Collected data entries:
++++++++
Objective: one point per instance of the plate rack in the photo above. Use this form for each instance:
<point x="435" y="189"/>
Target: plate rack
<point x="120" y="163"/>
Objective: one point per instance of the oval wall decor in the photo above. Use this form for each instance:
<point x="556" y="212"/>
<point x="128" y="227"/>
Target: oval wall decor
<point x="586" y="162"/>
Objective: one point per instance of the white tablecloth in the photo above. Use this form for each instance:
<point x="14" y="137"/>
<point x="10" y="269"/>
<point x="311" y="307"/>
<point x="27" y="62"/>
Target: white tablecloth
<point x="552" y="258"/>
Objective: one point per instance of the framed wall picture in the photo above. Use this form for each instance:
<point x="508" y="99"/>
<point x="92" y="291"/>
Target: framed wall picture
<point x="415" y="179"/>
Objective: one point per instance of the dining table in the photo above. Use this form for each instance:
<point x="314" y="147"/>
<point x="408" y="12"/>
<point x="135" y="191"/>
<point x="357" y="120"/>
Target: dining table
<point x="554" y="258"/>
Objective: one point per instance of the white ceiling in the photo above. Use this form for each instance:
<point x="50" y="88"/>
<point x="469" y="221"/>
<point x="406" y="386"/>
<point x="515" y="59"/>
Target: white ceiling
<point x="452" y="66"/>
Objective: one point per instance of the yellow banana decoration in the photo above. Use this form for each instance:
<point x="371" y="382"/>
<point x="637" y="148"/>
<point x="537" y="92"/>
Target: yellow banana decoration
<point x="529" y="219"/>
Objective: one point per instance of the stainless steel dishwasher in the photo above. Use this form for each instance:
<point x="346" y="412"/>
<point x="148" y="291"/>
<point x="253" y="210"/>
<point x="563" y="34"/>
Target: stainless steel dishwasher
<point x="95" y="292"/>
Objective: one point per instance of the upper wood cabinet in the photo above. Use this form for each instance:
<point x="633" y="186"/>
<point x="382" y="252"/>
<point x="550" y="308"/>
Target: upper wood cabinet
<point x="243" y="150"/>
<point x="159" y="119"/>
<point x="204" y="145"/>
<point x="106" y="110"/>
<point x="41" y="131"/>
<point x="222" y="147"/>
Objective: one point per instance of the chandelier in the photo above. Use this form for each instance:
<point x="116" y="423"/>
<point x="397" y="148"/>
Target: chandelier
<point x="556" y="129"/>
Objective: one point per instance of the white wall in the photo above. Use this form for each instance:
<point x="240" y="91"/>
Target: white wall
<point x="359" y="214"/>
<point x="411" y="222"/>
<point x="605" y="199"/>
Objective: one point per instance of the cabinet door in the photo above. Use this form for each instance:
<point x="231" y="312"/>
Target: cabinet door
++++++++
** EXERCISE AIM **
Write out all of the lines above again, word for word, with no changes.

** EXERCISE RESULT **
Objective: one point per instance of the plate rack in the photo above. Use this form for each instance:
<point x="435" y="189"/>
Target: plate rack
<point x="120" y="163"/>
Objective: one point per instance of the oval wall decor in the photo above. Use this form for each instance:
<point x="556" y="212"/>
<point x="128" y="227"/>
Target: oval wall decor
<point x="586" y="162"/>
Objective: one point per instance of the white tablecloth in the photo above. Use this form for each instance:
<point x="14" y="137"/>
<point x="10" y="269"/>
<point x="311" y="307"/>
<point x="27" y="62"/>
Target: white tablecloth
<point x="552" y="258"/>
Objective: one point per instance of the framed wall picture in the photo above. Use this form for each instance:
<point x="508" y="99"/>
<point x="92" y="291"/>
Target: framed wall picture
<point x="415" y="179"/>
Objective: one point per instance of the dining table in the photo above. Use this form for each instance:
<point x="314" y="147"/>
<point x="408" y="12"/>
<point x="135" y="191"/>
<point x="357" y="120"/>
Target: dining table
<point x="554" y="258"/>
Objective: one point per instance of the white ceiling in the photo above. Use this form for each instance:
<point x="50" y="88"/>
<point x="469" y="221"/>
<point x="406" y="386"/>
<point x="515" y="59"/>
Target: white ceiling
<point x="452" y="66"/>
Objective: one point per instance of the yellow banana decoration in the photo above. Use this form for each instance:
<point x="371" y="382"/>
<point x="637" y="148"/>
<point x="537" y="92"/>
Target: yellow banana decoration
<point x="529" y="219"/>
Objective: one point per instance of the stainless steel dishwasher in the photo above. Use this form for each instance:
<point x="346" y="412"/>
<point x="148" y="291"/>
<point x="253" y="210"/>
<point x="563" y="34"/>
Target: stainless steel dishwasher
<point x="95" y="292"/>
Objective: one point per instance of the upper wood cabinet in the photo above. Use this form for each instance:
<point x="633" y="186"/>
<point x="382" y="252"/>
<point x="550" y="308"/>
Target: upper wood cabinet
<point x="243" y="150"/>
<point x="159" y="119"/>
<point x="204" y="145"/>
<point x="106" y="110"/>
<point x="41" y="131"/>
<point x="222" y="147"/>
Objective: one point per instance of the chandelier in the photo above. Use this form for each instance:
<point x="116" y="423"/>
<point x="397" y="148"/>
Target: chandelier
<point x="556" y="129"/>
Objective: one point per instance of the white wall in the photo above. Use this form for each instance:
<point x="240" y="91"/>
Target: white wall
<point x="359" y="214"/>
<point x="411" y="222"/>
<point x="605" y="199"/>
Objective: one point per instance of the cabinet door in the photo above. Use this form for each instance:
<point x="231" y="312"/>
Target: cabinet door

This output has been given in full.